Tarefa proposta: Expresse em CSV de duas colunas, "texto" e "resposta", as linhas que vão do início até a que contém "(332, 1033)", ambas inclusive. Gere uma fileira para cada "[point_request]", com as linhas até o comentário em "texto" e as coordenadas seguintes em "resposta", cada campo entre aspas e com as quebras de linha trocadas por espaços.

Entradas:
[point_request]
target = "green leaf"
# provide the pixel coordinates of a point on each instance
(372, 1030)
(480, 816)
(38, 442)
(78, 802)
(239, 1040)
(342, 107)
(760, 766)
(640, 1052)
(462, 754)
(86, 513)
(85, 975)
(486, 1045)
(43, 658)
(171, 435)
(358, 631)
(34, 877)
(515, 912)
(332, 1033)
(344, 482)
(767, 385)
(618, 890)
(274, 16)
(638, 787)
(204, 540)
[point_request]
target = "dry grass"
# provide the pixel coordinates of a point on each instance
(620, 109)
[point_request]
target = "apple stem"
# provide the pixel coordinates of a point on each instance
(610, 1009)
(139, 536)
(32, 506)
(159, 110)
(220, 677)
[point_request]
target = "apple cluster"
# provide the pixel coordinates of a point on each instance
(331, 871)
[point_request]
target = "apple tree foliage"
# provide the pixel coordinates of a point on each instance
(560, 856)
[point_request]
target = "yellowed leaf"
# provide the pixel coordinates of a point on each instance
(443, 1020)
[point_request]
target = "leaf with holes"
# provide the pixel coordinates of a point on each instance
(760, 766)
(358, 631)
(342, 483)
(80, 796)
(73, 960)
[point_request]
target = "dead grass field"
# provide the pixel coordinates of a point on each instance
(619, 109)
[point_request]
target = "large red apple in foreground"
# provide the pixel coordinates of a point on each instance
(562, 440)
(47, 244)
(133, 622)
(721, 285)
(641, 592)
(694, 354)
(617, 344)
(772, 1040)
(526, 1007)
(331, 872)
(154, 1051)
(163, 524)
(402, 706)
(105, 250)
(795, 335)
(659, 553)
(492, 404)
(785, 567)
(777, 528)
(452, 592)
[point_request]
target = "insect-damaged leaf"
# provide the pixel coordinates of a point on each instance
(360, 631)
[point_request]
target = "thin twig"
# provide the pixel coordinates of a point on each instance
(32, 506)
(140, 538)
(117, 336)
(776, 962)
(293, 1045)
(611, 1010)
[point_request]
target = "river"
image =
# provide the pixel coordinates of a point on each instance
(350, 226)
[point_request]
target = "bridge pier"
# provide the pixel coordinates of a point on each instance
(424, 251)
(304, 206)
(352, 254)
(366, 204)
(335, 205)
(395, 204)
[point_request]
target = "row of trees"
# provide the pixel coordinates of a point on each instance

Resposta:
texto,resposta
"[point_request] target = ""green leaf"" # provide the pixel coordinates of a point on each instance","(372, 1030) (480, 816) (38, 442) (78, 802) (239, 1040) (342, 107) (760, 766) (640, 1052) (462, 754) (86, 513) (85, 975) (486, 1045) (43, 658) (171, 435) (358, 631) (34, 877) (515, 912) (332, 1033)"